There were quite a few things in that article that my students didn’t understand why anybody should care if they knew. For instance–why know what Roe v. Wade is? It’s enough to know tha abortion is legal. Why know who the Presidents were before they were born? Why should anybody care who’s on the Supreme Court, or whether it’s the President or Congress who can declare war? It doesn’t have anyting to do with them, and even if it does, there’s nothing they can do about it.
In a way, I think it’s a testament to the success of this country that so many of them feel this way. Let me tell you who doesn’t feel this way: the students I have who have immigrated from Eastern Europe, or the Middle East, or Africa. History and government look a lot more important when even small changes in them can take away your livelihood, put your parents in prison, get you killed.
My American-born students, though, are indignant that anybody would expect them to know things like the differences between the federal government and the government of the states, or the geographic location of Iraq.
“i could see it if you had your brother or your boyfriend in the war,” one of the young women said. “Then you’d look it up because it would be important to you.”
I don’t know if my students are typical of students throughout the system, but I think they probably are typical of students on the bottom rungs of it. And certainly some of them are “stupid” in the strict sense. That is, they are not intellectually gifted. They have a hard time with even simple abstractions.

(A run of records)
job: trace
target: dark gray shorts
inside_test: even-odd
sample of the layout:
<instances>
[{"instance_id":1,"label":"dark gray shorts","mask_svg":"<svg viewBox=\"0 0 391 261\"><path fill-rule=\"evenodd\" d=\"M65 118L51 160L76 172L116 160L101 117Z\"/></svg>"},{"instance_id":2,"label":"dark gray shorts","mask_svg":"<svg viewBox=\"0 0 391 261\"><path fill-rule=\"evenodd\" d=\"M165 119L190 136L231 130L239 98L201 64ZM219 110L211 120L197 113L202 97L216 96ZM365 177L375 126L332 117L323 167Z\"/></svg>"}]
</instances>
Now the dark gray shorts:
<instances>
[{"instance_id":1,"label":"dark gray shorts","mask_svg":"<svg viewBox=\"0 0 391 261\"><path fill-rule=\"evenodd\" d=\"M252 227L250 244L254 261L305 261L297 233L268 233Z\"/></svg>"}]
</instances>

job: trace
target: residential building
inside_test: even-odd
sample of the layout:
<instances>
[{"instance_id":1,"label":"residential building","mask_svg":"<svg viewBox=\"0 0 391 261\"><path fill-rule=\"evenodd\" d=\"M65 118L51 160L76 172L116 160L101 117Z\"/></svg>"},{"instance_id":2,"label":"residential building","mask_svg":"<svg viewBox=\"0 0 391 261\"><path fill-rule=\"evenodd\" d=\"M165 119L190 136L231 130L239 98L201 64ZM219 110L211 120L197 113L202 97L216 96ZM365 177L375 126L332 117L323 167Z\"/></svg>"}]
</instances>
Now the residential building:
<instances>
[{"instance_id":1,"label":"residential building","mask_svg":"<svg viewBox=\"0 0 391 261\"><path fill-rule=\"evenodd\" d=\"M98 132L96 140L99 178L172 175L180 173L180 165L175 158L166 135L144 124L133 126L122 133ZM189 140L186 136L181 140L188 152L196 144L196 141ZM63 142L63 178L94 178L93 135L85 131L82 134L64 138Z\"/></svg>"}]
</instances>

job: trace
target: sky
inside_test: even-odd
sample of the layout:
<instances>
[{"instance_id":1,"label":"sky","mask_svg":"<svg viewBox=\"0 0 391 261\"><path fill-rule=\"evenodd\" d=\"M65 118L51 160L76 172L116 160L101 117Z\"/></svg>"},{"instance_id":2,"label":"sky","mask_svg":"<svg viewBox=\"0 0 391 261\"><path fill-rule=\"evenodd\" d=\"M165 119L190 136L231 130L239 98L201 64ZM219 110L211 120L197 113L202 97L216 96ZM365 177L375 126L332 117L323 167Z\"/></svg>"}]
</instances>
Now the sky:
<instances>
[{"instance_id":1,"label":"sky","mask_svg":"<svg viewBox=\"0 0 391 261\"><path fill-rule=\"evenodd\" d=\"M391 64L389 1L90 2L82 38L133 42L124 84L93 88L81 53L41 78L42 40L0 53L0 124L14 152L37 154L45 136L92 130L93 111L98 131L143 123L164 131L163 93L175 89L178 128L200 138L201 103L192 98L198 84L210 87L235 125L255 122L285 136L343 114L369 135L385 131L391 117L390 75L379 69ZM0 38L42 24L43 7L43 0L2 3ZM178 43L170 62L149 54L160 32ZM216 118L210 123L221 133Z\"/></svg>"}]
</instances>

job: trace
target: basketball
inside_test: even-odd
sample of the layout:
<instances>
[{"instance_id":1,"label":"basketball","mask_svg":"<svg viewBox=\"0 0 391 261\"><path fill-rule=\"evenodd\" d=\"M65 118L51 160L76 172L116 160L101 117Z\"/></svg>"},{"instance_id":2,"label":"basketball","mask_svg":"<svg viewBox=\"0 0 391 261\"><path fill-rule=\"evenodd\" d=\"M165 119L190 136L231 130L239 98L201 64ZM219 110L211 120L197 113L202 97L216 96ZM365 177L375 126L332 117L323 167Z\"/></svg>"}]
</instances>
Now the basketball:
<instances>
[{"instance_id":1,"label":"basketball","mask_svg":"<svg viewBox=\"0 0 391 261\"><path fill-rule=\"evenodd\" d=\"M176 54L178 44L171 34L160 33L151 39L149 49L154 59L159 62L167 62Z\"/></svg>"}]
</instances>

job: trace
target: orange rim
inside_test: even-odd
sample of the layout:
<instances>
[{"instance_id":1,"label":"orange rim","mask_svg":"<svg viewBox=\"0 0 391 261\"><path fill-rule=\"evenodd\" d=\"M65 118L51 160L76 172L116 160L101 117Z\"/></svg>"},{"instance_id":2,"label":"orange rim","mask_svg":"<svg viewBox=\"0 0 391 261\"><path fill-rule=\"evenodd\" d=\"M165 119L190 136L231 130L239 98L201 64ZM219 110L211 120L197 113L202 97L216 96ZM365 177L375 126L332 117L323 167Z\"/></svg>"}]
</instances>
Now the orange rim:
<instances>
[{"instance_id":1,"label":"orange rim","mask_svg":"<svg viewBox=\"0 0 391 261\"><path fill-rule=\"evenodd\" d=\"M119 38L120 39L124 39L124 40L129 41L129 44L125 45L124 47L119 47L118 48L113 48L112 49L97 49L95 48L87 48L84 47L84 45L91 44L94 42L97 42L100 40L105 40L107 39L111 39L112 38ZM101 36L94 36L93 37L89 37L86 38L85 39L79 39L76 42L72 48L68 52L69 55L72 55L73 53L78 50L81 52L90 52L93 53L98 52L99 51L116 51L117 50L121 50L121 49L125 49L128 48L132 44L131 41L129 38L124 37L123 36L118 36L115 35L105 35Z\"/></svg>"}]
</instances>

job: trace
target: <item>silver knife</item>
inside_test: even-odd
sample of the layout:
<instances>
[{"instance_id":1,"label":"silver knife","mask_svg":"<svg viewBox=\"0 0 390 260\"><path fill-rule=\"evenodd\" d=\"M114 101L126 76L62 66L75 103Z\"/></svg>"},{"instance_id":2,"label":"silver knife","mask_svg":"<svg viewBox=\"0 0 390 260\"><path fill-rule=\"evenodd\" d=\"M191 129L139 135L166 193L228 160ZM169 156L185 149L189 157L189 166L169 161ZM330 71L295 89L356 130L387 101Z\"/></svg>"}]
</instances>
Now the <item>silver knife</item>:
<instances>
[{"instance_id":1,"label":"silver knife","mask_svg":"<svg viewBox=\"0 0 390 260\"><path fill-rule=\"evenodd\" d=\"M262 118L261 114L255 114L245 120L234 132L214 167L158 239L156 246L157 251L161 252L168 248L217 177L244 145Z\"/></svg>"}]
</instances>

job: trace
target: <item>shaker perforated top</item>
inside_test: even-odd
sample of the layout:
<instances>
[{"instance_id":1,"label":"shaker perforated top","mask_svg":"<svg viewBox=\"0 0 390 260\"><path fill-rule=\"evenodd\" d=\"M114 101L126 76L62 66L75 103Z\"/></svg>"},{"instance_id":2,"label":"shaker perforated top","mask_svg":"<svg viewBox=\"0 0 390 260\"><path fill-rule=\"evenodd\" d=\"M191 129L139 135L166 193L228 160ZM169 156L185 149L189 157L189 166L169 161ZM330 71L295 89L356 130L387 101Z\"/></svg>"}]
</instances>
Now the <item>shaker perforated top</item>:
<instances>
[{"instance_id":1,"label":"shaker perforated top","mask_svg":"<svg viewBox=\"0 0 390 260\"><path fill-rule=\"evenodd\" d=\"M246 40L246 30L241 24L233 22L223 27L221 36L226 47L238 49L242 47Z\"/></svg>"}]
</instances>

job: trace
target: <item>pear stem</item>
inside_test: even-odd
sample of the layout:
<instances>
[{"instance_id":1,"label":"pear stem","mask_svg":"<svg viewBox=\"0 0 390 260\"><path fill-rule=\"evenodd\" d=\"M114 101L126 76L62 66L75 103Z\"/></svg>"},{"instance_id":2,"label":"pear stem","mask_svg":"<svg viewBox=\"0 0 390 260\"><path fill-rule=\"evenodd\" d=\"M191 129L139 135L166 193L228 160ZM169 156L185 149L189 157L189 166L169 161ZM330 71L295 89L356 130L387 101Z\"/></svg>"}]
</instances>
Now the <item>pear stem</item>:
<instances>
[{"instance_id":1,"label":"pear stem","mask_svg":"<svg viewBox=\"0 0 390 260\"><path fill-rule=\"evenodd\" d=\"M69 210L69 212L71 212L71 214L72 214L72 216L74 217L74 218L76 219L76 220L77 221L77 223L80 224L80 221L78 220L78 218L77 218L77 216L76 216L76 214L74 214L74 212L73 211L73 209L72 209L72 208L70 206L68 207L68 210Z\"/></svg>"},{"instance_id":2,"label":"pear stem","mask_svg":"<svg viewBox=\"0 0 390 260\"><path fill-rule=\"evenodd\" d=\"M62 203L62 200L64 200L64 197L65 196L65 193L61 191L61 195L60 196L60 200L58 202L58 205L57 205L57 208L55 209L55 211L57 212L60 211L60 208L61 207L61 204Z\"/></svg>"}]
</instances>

### [Job 1]
Please return the passage on students and civic knowledge between "My American-born students, though, are" and "location of Iraq.", inclusive.
### [Job 2]
In the passage on students and civic knowledge, which of the writer's students are said not to share the indifference toward history and government?

### [Exercise output 1]
My American-born students, though, are indignant that anybody would expect them to know things like the differences between the federal government and the government of the states, or the geographic location of Iraq.

### [Exercise output 2]
The students who immigrated from Eastern Europe, the Middle East, or Africa.